- Exercise requirements: Everything in the records except the pictures needs to be printed again exactly.

- Exercise materials:
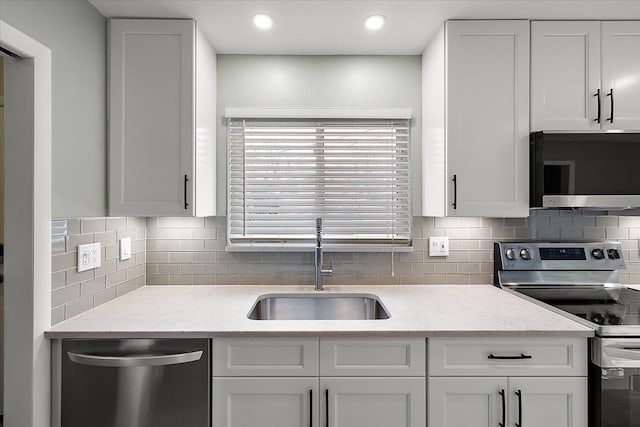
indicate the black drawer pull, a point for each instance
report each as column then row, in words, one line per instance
column 504, row 410
column 610, row 119
column 311, row 408
column 455, row 191
column 521, row 356
column 186, row 180
column 519, row 394
column 597, row 119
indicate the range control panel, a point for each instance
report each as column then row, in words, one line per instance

- Answer space:
indicate the black drawer pull, a point for each instance
report each as column then row, in words, one line per instance
column 504, row 410
column 610, row 119
column 311, row 408
column 455, row 191
column 521, row 356
column 186, row 180
column 519, row 394
column 597, row 119
indicate the range control panel, a point for each instance
report each as column then row, in words, one line per instance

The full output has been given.